Reproduce verbatim the lines of the records below, from the line containing "locate every large" through the line containing "left=495, top=287, right=1120, bottom=699", with both of those lines included.

Stored data:
------------------------------------------------
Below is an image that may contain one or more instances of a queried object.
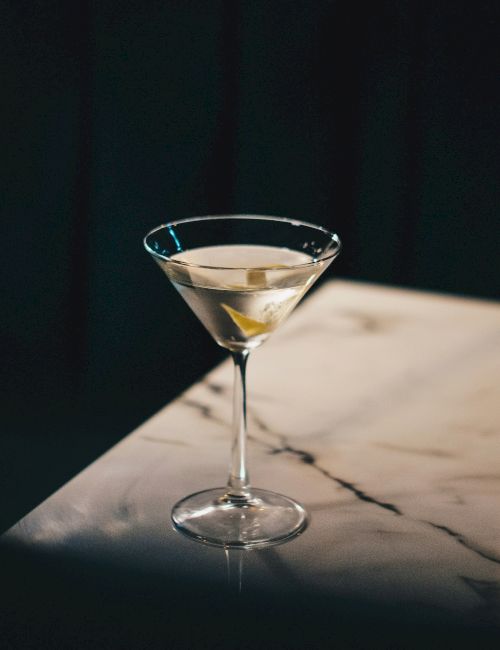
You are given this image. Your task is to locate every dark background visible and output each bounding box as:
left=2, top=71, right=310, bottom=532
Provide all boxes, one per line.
left=0, top=0, right=500, bottom=528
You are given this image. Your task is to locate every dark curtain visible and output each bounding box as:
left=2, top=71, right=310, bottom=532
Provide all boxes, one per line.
left=0, top=0, right=500, bottom=525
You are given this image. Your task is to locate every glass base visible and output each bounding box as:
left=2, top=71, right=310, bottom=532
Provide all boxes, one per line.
left=172, top=487, right=307, bottom=548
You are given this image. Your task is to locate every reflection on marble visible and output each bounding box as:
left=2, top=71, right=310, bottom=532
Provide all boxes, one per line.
left=4, top=282, right=500, bottom=624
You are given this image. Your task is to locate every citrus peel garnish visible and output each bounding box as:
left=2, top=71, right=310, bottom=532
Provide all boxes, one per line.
left=221, top=302, right=273, bottom=336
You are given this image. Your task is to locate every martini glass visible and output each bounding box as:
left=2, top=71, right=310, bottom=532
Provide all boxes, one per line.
left=144, top=215, right=340, bottom=548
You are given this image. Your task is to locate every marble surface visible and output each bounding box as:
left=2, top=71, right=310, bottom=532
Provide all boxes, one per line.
left=3, top=281, right=500, bottom=644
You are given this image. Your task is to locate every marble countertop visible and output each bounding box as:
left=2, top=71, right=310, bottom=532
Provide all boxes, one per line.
left=3, top=281, right=500, bottom=647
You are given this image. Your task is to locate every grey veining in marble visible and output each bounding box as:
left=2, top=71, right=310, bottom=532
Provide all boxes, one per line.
left=5, top=282, right=500, bottom=624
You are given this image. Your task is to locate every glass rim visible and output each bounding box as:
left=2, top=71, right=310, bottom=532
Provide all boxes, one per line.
left=143, top=214, right=342, bottom=272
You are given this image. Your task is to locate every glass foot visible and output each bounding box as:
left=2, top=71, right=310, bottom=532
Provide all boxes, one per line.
left=172, top=487, right=307, bottom=548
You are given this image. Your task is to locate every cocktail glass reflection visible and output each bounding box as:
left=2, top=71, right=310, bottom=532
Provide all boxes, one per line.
left=144, top=215, right=340, bottom=548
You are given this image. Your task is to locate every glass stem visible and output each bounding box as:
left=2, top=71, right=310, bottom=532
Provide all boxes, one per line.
left=227, top=350, right=250, bottom=499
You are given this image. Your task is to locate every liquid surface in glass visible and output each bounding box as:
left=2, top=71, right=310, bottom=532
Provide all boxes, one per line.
left=159, top=245, right=325, bottom=351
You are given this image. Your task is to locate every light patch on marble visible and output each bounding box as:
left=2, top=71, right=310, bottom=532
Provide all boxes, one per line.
left=6, top=282, right=500, bottom=620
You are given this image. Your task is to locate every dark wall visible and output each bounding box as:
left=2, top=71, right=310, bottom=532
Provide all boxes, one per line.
left=0, top=0, right=500, bottom=523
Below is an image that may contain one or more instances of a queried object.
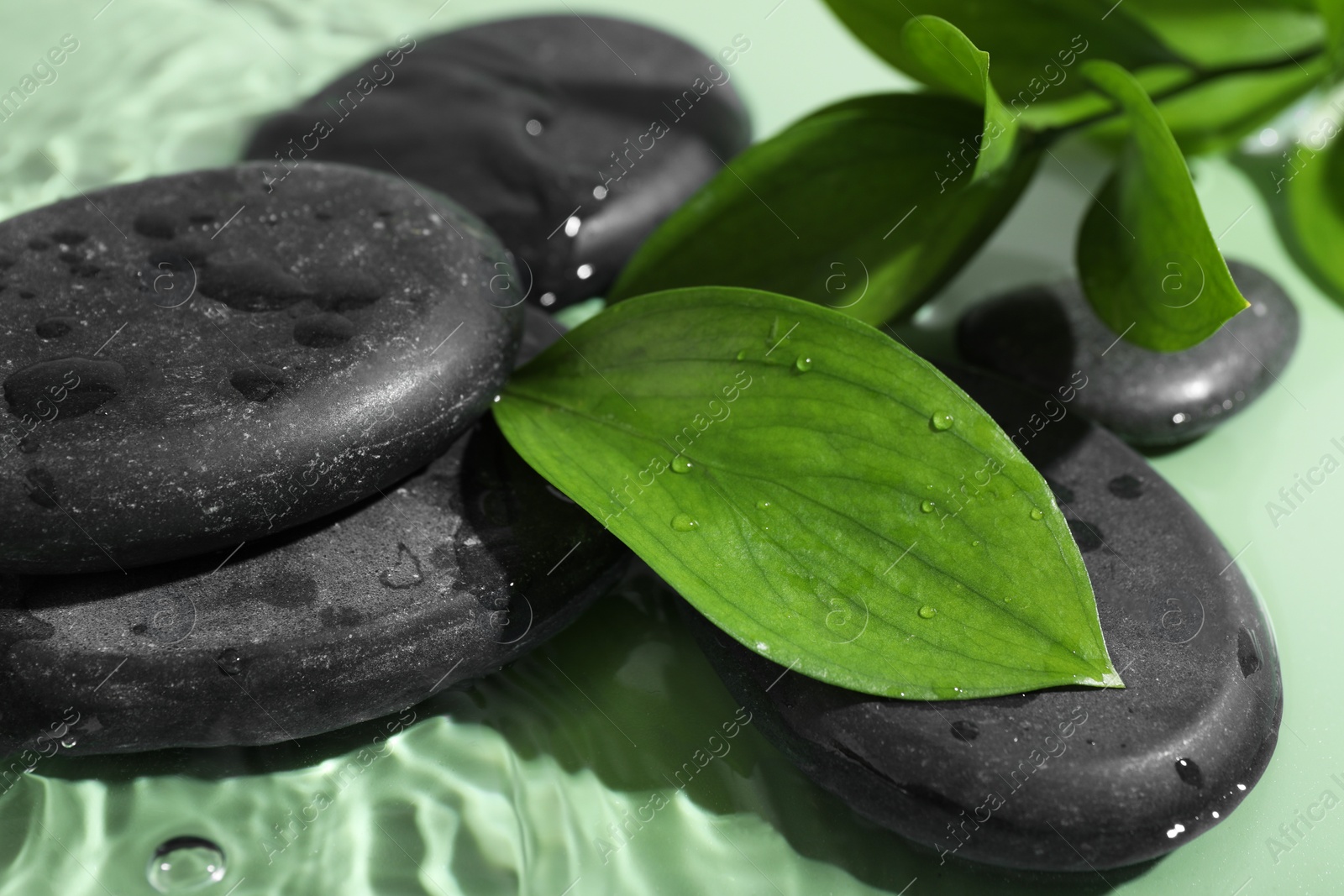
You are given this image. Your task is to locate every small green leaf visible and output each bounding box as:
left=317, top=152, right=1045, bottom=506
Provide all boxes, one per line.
left=1077, top=62, right=1248, bottom=352
left=900, top=16, right=1017, bottom=180
left=1273, top=123, right=1344, bottom=305
left=609, top=94, right=1037, bottom=324
left=495, top=287, right=1121, bottom=699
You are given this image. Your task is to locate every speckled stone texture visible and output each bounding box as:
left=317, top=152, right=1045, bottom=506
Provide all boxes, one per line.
left=246, top=15, right=751, bottom=307
left=685, top=371, right=1282, bottom=873
left=0, top=164, right=522, bottom=574
left=957, top=260, right=1299, bottom=448
left=0, top=419, right=629, bottom=753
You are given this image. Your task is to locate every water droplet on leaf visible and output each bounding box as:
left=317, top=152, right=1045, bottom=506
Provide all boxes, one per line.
left=146, top=837, right=227, bottom=893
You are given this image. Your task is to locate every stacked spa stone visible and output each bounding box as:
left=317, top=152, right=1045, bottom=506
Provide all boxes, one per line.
left=0, top=164, right=622, bottom=752
left=0, top=16, right=750, bottom=752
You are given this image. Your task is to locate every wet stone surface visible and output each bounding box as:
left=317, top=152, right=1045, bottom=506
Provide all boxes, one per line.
left=683, top=372, right=1282, bottom=872
left=957, top=260, right=1299, bottom=448
left=0, top=419, right=627, bottom=755
left=0, top=164, right=522, bottom=574
left=246, top=15, right=751, bottom=307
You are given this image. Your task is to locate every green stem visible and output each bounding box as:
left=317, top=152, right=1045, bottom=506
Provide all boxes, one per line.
left=1040, top=45, right=1326, bottom=143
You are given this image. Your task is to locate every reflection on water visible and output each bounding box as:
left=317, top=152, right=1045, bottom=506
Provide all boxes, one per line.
left=0, top=567, right=1118, bottom=896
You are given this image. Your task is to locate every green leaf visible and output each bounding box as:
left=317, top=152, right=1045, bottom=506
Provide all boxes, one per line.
left=1124, top=0, right=1336, bottom=69
left=1077, top=62, right=1248, bottom=352
left=609, top=94, right=1037, bottom=324
left=900, top=16, right=1017, bottom=180
left=1259, top=117, right=1344, bottom=305
left=827, top=0, right=1181, bottom=113
left=495, top=287, right=1121, bottom=699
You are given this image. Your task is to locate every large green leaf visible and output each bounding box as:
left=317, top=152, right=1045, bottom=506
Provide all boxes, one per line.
left=610, top=94, right=1037, bottom=324
left=1077, top=62, right=1247, bottom=352
left=495, top=287, right=1120, bottom=699
left=827, top=0, right=1181, bottom=110
left=902, top=16, right=1017, bottom=180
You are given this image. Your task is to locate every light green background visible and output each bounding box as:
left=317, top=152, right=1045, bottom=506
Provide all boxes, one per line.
left=0, top=0, right=1344, bottom=896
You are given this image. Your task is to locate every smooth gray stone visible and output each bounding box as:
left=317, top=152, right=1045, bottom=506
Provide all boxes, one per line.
left=244, top=13, right=751, bottom=307
left=0, top=164, right=522, bottom=574
left=0, top=419, right=629, bottom=757
left=684, top=372, right=1284, bottom=873
left=957, top=260, right=1299, bottom=448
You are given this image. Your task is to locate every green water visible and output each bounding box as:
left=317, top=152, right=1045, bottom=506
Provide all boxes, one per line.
left=0, top=0, right=1344, bottom=896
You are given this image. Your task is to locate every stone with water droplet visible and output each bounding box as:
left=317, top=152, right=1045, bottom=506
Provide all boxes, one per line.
left=245, top=12, right=751, bottom=307
left=0, top=422, right=626, bottom=757
left=0, top=161, right=518, bottom=575
left=145, top=837, right=228, bottom=893
left=683, top=368, right=1282, bottom=870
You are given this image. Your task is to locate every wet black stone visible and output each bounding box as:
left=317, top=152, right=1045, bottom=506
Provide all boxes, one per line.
left=246, top=15, right=750, bottom=307
left=132, top=212, right=177, bottom=239
left=294, top=313, right=358, bottom=348
left=952, top=719, right=979, bottom=744
left=957, top=260, right=1299, bottom=446
left=1176, top=759, right=1205, bottom=787
left=0, top=418, right=629, bottom=755
left=685, top=372, right=1282, bottom=873
left=1068, top=518, right=1106, bottom=553
left=1106, top=473, right=1144, bottom=501
left=32, top=317, right=79, bottom=338
left=0, top=163, right=522, bottom=574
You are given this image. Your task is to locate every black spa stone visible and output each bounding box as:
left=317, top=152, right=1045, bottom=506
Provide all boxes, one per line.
left=957, top=260, right=1299, bottom=448
left=239, top=15, right=751, bottom=307
left=685, top=372, right=1282, bottom=873
left=0, top=164, right=522, bottom=574
left=0, top=419, right=627, bottom=757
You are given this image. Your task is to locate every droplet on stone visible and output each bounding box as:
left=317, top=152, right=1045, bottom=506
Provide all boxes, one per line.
left=145, top=837, right=228, bottom=893
left=294, top=312, right=356, bottom=348
left=228, top=364, right=285, bottom=401
left=215, top=647, right=244, bottom=676
left=4, top=358, right=126, bottom=421
left=132, top=212, right=177, bottom=239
------------------------------------------------
**ANSWER TO THE EXERCISE**
You are given this image. Your task is to locate every large green leaf visible and output each bounding box as:
left=317, top=152, right=1045, bottom=506
Provide all boxes, one per line.
left=610, top=94, right=1037, bottom=324
left=1077, top=62, right=1247, bottom=352
left=495, top=287, right=1120, bottom=699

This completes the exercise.